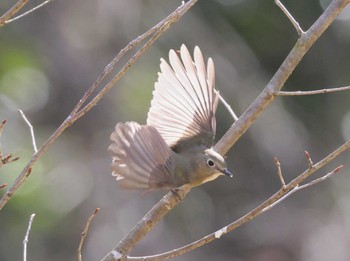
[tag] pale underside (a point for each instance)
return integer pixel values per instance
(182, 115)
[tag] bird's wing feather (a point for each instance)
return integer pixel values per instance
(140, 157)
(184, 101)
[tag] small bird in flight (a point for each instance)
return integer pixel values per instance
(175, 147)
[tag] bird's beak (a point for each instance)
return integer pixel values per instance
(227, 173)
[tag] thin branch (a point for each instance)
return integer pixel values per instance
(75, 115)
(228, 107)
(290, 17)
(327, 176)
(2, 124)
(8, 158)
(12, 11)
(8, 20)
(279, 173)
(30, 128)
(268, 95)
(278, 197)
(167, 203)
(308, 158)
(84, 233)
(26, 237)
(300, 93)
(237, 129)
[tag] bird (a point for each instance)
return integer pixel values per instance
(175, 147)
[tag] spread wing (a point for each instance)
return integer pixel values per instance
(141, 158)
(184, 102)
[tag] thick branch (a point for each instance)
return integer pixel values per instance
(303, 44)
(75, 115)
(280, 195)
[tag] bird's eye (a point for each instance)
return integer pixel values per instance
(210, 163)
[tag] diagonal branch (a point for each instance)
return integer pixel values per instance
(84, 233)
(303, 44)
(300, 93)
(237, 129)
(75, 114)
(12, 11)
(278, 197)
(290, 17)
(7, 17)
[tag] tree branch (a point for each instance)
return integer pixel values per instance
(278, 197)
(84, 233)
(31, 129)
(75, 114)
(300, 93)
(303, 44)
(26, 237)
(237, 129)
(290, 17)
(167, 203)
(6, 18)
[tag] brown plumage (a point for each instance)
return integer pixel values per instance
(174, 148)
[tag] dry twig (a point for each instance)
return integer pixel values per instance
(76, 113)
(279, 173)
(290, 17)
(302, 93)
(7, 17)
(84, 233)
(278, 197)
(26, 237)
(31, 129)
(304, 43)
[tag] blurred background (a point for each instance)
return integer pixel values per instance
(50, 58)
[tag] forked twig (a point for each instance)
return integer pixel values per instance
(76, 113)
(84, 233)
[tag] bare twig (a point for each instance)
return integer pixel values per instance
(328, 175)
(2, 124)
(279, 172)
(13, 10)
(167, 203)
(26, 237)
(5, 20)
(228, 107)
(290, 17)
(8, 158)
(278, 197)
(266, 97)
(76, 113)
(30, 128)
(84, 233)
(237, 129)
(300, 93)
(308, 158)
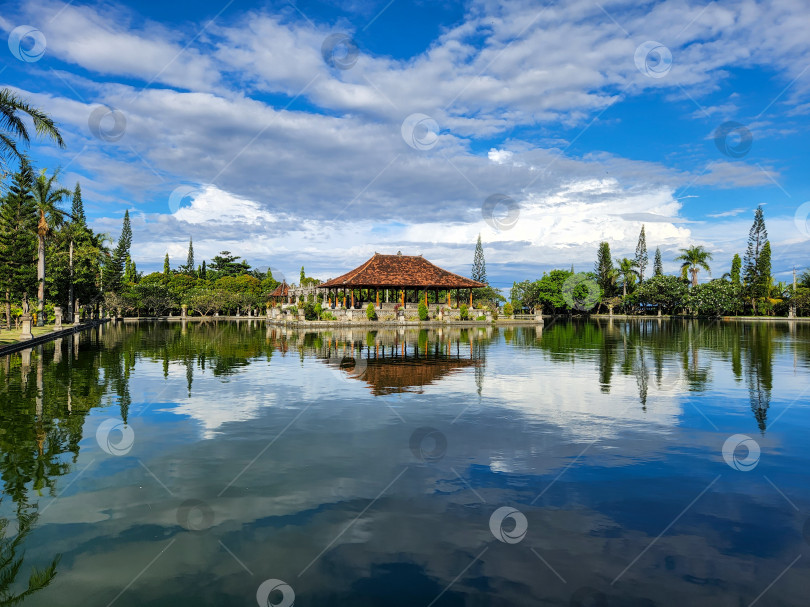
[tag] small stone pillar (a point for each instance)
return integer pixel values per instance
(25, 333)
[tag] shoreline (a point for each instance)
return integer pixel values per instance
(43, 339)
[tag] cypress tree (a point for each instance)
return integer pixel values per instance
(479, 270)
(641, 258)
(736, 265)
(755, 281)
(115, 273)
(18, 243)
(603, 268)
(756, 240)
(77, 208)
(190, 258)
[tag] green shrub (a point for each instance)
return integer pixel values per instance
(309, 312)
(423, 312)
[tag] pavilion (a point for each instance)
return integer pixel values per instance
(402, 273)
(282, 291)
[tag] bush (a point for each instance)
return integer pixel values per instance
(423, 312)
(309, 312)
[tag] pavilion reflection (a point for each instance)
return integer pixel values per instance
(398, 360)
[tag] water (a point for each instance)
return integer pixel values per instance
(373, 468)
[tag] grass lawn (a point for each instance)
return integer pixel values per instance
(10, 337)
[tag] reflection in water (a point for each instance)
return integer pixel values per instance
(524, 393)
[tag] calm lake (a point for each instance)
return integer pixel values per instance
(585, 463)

****

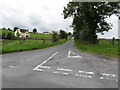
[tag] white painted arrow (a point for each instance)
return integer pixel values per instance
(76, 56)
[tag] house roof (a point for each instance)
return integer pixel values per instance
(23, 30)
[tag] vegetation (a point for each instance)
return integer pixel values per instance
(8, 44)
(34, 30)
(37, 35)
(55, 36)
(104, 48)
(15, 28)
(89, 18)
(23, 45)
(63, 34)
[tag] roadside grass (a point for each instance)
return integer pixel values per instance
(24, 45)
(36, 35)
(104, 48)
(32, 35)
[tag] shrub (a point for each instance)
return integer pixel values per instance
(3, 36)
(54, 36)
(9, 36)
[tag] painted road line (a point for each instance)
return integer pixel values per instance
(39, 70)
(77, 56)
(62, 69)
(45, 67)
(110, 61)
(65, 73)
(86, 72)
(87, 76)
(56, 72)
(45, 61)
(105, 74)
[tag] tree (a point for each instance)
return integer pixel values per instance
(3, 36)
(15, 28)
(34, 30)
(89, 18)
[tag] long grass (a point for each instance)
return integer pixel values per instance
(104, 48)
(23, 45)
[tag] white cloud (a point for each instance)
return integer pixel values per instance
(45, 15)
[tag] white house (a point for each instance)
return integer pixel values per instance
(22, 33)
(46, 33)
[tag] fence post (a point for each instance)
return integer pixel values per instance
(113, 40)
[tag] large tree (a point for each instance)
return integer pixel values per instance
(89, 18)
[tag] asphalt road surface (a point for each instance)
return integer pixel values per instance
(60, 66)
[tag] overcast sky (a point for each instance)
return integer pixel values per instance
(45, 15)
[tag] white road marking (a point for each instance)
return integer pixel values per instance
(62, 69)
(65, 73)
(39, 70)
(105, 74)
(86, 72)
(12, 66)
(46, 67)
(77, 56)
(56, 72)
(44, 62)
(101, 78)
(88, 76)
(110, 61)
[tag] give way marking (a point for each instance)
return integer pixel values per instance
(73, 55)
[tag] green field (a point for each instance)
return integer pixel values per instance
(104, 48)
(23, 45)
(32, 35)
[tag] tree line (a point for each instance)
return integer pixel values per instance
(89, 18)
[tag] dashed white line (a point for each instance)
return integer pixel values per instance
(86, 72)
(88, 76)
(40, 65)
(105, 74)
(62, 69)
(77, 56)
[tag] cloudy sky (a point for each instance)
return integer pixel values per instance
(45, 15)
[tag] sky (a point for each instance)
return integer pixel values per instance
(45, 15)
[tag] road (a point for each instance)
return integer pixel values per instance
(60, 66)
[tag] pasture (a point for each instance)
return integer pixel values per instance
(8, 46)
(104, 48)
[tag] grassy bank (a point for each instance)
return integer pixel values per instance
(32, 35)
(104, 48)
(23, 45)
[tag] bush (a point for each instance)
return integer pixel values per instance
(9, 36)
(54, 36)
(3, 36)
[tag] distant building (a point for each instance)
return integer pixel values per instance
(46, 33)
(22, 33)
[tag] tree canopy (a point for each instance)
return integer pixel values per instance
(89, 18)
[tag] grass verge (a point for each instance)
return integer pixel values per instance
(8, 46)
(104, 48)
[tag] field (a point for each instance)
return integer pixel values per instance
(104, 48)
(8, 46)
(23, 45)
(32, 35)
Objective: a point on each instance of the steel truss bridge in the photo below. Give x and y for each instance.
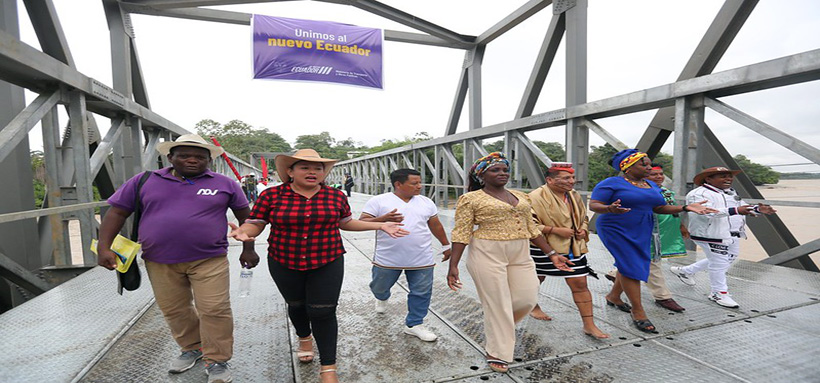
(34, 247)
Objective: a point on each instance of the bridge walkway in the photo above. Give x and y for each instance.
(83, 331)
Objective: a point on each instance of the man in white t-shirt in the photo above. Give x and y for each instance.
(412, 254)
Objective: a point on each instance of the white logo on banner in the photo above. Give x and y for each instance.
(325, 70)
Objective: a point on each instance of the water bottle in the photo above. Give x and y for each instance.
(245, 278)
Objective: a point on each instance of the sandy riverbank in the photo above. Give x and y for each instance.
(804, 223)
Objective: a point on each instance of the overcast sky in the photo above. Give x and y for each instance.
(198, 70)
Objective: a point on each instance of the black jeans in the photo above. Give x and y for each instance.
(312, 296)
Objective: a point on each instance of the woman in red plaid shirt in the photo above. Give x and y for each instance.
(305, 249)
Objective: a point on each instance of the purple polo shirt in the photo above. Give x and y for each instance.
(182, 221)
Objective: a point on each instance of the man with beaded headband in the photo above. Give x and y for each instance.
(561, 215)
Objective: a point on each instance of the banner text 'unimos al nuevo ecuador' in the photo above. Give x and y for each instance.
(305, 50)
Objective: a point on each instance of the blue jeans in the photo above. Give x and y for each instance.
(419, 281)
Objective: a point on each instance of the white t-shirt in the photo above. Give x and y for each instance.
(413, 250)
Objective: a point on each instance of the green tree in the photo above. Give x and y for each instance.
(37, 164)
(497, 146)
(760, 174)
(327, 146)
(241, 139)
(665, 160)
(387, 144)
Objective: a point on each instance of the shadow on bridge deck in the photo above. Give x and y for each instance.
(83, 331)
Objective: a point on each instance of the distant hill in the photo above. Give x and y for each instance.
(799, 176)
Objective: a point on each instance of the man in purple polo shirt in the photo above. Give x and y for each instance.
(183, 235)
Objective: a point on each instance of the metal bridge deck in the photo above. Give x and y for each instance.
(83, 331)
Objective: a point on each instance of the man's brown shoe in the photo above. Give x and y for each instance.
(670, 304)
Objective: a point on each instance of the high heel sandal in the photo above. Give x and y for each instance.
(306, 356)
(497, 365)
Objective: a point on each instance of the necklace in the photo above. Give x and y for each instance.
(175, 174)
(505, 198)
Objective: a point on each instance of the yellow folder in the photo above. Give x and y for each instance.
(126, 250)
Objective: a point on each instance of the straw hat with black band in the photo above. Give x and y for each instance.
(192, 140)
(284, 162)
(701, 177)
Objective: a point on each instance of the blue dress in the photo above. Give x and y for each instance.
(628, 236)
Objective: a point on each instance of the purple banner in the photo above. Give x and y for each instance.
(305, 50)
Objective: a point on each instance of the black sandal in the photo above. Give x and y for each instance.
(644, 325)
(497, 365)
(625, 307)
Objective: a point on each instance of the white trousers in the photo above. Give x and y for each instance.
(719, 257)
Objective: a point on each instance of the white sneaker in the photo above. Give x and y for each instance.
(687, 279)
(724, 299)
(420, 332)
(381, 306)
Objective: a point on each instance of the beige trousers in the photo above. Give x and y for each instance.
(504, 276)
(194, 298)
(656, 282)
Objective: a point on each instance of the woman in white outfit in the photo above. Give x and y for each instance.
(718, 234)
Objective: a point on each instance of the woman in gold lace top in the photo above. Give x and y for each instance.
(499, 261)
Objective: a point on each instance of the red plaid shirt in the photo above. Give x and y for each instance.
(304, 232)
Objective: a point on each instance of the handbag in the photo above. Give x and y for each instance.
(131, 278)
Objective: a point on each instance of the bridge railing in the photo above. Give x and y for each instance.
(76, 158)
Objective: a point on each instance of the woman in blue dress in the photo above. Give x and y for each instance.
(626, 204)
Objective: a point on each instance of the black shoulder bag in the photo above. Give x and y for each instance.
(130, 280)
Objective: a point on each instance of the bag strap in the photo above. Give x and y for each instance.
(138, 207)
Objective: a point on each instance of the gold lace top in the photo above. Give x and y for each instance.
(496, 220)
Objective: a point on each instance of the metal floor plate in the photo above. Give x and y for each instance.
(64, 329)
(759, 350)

****

Scan the entries for the word "marking". Report each line that has it.

[tag] white road marking (a point for each instance)
[tag] give way marking (a point for each instance)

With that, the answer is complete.